Document segment =>
:::::
Toward Titanium Carbide Batteries

Many batteries and capacitors make use of lithium intercalation as a means of storing and transporting charge. Lithium is commonly used because it offers the best energy density, but also because there are difficulties in storing larger cations without disrupting the crystal structure of the host. Lukatskaya et al. (p. 1500) developed a series of MX compounds, where M represents a transition metal and X is carbon or nitrogen.The compound Ti3C2 forms a two dimensional layered structure, which is capable of accommodating a wide range of cations, including multivalent ones, either spontaneously or electrochemically


The intercalation of ions into layered compounds has long been exploited in energy storage devices such as batteries and electrochemical capacitors. However, few host materials are known for ions much larger than lithium. We demonstrate the spontaneous intercalation of cations from aqueous salt solutions between two-dimensional (2D) Ti3C2 MXene layers. MXenes combine 2D conductive carbide layers with a hydrophilic, primarily hydroxyl-terminated surface. A variety of cations, including Na+, K+, NH4+, Mg2+, and Al3+, can also be intercalated electrochemically, offering capacitance in excess of 300 farads per cubic centimeter (much higher than that of porous carbons). This study provides a basis for exploring a large family of 2D carbides and carbonitrides in electrochemical energy storage applications using single- and multivalent ions.

With the increased demand for portable and clean energy, electrochemical capacitors have been attracting attention because of their much greater power density and cyclability relative to Li batteries (1, 2). However, electrical double-layer capacitors (EDLCs), in which the capacity is due to the electrosorption of ions on porous carbon electrodes, have limited energy density (2). Pseudo-capacitors, in which the capacity is due to redox reactions, provide higher energy densities but usually suffer from shorter cyclic lifetimes. RuO2 nanosheets have been used in redox capacitors and have shown impressive capacitance and cyclability, but they are quite expensive to produce (2, 3).

Energy density enhancement of capacitors can be achieved by using hybrid devices, which combine a battery-like redox electrode and a porous carbon electrode (4). Another approach is to use materials in which charge storage is due to intercalation of ions between atomic layers because the capacitances—even at high discharge rates—are high. For example, nanocrystalline Nb2O5 films with storage capacities of ~130 mAh g−1 at rates as high as 10 C (charge/discharge in 6 min) for Li+ ions in organic electrolytes have been reported. The specific structure of this material can best be described as a crystalline network with two-dimensional (2D) transport paths for ions between atomic layers; thus, even thick electrodes show excellent behavior (5). Another example is Mg-buserite electrodes, which exhibit good Na+ ion intercalation capacitances but have poor electrical conductivities (6). Most materials for electrodes that can provide intercalation or surface redox capacitances are poor electronic conductors [e.g., graphene oxide or TiO2 (7)] or are hydrophobic [e.g., graphene (8)].
:::::
Material supplied =>
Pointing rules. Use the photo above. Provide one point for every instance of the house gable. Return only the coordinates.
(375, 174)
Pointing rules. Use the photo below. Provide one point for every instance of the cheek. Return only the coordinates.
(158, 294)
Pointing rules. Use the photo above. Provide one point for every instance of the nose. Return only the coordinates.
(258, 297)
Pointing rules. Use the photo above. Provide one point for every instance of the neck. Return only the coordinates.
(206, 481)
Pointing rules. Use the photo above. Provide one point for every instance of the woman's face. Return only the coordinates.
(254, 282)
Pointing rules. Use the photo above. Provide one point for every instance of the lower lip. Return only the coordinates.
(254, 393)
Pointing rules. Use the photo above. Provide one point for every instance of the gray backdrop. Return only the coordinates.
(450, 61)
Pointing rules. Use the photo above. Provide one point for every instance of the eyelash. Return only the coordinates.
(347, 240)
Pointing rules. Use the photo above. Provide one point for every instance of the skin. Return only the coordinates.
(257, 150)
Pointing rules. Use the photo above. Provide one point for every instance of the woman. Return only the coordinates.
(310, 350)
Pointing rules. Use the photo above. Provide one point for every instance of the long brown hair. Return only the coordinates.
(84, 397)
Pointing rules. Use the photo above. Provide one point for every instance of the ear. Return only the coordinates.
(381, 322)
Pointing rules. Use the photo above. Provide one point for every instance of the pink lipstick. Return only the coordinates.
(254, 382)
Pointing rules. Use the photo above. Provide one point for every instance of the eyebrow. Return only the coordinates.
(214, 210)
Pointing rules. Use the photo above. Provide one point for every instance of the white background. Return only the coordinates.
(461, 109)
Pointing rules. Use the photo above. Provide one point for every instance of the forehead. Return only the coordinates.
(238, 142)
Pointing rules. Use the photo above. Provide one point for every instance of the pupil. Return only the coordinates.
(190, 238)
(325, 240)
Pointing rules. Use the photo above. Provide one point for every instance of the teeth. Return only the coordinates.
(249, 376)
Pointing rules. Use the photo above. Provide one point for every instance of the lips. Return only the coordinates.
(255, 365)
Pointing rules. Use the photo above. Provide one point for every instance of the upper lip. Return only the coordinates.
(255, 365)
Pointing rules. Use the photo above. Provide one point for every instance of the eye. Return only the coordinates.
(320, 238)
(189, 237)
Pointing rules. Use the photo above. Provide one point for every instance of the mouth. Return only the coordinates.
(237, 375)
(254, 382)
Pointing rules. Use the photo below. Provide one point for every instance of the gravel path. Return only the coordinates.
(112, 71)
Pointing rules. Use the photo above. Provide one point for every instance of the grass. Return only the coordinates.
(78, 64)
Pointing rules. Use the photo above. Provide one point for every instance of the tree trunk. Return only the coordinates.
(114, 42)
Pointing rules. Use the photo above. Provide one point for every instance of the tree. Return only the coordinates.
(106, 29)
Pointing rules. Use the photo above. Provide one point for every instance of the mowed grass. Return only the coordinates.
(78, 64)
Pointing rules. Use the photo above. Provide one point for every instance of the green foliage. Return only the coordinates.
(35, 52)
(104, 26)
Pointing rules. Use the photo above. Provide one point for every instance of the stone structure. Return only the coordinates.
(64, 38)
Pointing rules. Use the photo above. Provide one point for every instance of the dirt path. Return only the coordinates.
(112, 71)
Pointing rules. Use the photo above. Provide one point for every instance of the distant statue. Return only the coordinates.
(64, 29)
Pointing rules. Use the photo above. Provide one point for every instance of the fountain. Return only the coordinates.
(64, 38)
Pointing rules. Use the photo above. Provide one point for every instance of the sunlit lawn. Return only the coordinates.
:::::
Exercise details =>
Print the part of the titanium carbide passage starting at "With the increased" and ending at "produce (2, 3).". The lines have nothing to do with the passage on titanium carbide batteries.

The answer =>
With the increased demand for portable and clean energy, electrochemical capacitors have been attracting attention because of their much greater power density and cyclability relative to Li batteries (1, 2). However, electrical double-layer capacitors (EDLCs), in which the capacity is due to the electrosorption of ions on porous carbon electrodes, have limited energy density (2). Pseudo-capacitors, in which the capacity is due to redox reactions, provide higher energy densities but usually suffer from shorter cyclic lifetimes. RuO2 nanosheets have been used in redox capacitors and have shown impressive capacitance and cyclability, but they are quite expensive to produce (2, 3).